Une telle guerre totale contre les zones «abritant des terroristes» contribue à rendre le pays plus sûr. Augustin Loada, professeur agrégé de droit à l’Université de Ouagadougou, aimerait y croire, mais il dit craindre d’être “contredit par le terrain.” « En 2020, je pouvais encore visiter mon village natal dans la province du Koulpelogo, mais aujourd’hui, il est quasiment impossible de s’y rendre en toute sécurité.» Des organisations ont également fait état de villages et de villes « sous blocus ».
Selon l’Institut pour l’Économie et la Paix (IEP), qui produit chaque année l’indice international du terrorisme dans le monde, le Burkina Faso arrive en tête des pays les plus touchés par le terrorisme au monde en 2023, avec un score de 8,57, devant Israël (8,14), le Mali (8,00), le Pakistan (7,92).
Plus de mendiants dans les rues
«Le nombre de femmes et d’enfants mendiant au croisement des avenues Pascal Zagré et France-Afrique, où je passe fréquemment, a pratiquement triplé ces deux dernières années», raconte le responsable d’un cabinet d’études économiques habitant la capitale. «Nous sommes aujourd’hui confrontés à un coût de la vie extrêmement élevé, une fuite des capitaux, une émigration des hommes d’affaires, un retrait des investisseurs, un problème de liquidité dans les banques, des difficultés de paiement des salaires, une crise énergétique et une hausse du chômage.» Tout récemment, un vol à main armée en plein jour contre un véhicule de transport d’argent, le 20 mai, a fait deux morts et une importante somme d’argent a été emportée par les bandits.
Les délinquants grouillent
Récemment, un point de transfert d’argent a également été cambriolé en fin d’après-midi. «Ce n’était pas loin de chez moi », raconte un jeune habitant du quartier Toîbin, qui avoue faire partie de ceux qui vivent désormais dans la peur des bandits. «Aujourd’hui, à Ouagadougou, après 17 heures, il devient de plus en plus difficile de trouver un point de transfert d’argent encore ouvert. Tout le monde commence à fermer assez tôt, de peur de se faire braquer.»

○ ○ ○ ○ ○

> [Exercices à réaliser]
**A)** Selon l'extrait sur l'insécurité au Burkina Faso, quel score l'Institut pour l'Économie et la Paix attribue-t-il au Burkina Faso dans son indice du terrorisme pour 2023 ?
**B)** Reprenez l'extrait sur l'insécurité au Burkina Faso à la suite de sa dernière phrase.

> [Données fournies]
○ ○ ○ ○ ○

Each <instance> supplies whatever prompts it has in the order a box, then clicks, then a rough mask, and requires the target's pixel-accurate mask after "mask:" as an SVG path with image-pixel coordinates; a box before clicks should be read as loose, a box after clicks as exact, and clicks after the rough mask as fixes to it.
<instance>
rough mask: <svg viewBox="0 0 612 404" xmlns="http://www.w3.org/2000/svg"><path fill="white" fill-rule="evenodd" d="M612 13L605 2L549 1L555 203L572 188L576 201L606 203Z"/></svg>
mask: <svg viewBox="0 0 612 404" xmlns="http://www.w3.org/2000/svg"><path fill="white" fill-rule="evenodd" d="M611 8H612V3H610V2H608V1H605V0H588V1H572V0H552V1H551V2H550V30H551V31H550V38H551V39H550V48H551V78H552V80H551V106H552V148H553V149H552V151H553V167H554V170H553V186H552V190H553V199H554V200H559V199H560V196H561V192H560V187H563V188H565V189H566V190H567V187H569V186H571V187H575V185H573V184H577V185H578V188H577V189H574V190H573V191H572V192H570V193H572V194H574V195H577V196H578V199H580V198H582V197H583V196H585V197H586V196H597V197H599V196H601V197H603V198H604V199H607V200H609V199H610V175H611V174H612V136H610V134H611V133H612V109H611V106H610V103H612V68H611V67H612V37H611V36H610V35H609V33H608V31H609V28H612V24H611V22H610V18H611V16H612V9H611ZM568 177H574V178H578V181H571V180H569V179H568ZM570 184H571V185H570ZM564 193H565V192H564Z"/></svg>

○ ○ ○ ○ ○

> [Corrigé des exercices]
**A)** Un score de 8,57.

**B)**
Lorsqu’on les interroge sur les marchés de la ville, des commerçants de rue croient toujours que le nouveau partenariat anticolonial contribuera à terme à résoudre la pauvreté et la délinquance. «La solution à cette crise réside dans le partenariat avec la Russie. Les régimes passés ont perdu beaucoup de temps à compter sur la France. Si nous avions été aux côtés de la Russie depuis le début, le terrorisme au Burkina Faso aurait été étouffé depuis longtemps», déclare Alassane Kiemdé, vendeur de vêtements au grand marché de Ouagadougou. D’autres commerçants estiment que la Russie a d’autres avantages à partager certaines valeurs culturelles africaines, notamment en ce qui concerne l’homosexualité. Ce qui n’est pas le cas avec l’Occident.
Une dette croissante
Mais les hommes d’affaires de la classe moyenne ressentent les faiblesses d’un État qui s’effondre sous l’effort de guerre. «Jamais de mémoire d’homme d’affaire burkinabè l’on n’a connu une telle morosité économique», déclare, visiblement désemparé, un fournisseur de l’État. «Nous sommes au bord de l’asphyxie.» Selon lui et d’autres plaignants, le gouvernement n’a pas payé ses factures depuis un certain temps, en grande partie parce qu’une lourde dette pèse sur le budget de l’État.
Dans son Bulletin Statistique de la Dette Publique, publié en mars 2024, la Direction Générale du Trésor et de la Comptabilité Publique (DGTCP), indique que le montant total de la dette publique du Burkina Faso s’élève à 6 946,26 milliards de FCFA soit environ 11,2 milliards d’euros fin décembre 2023, contre 6 736,52 milliards de FCFA, soit environ 10,9 milliards d’euros fin décembre 2022.
Plusieurs fonctionnaires interrogés déclarent que même leurs salaires sont souvent en retard ou n’apparaissent parfois que formellement sur leurs comptes bancaires. « Nous ne pouvons pas obtenir l’argent alors qu’il est censé être là, nous devons attendre des jours », se plaint l’un d’eux.
La junte accuse les agents du fisc de «sabotage »
Cependant, comme beaucoup d’autres sujets, les difficultés financières de l’État ne font pas l’objet d’un débat public transparent dans le pays. Les agents des service des impôts ont été identifiés comme étant la cause du problème, et accusés de « saboter » la collecte des recettes. En mars 2024, une page intitulée « Anonyme Élite Alpha », accusait publiquement les représentants syndicaux Zakaria Bayire et Yacouba Kientega, respectivement secrétaire général du Syndicat National des Agents des Impôts et des Domaines (SNAID) et secrétaire général de la section SNAID de Kadiogo, de «sabotage» et de «coup d’État économique et financier… ». «Nous jurons que le jour où il y aura un retard dans le paiement des salaires en raison de la baisse des recettes fiscales, nous brûlerons vifs les gens dans les rues», indique le compte, ajoutant que «Nous connaissons déjà les maisons de Kientega et Bayire», tout en affichant les adresses et contacts des intéressés.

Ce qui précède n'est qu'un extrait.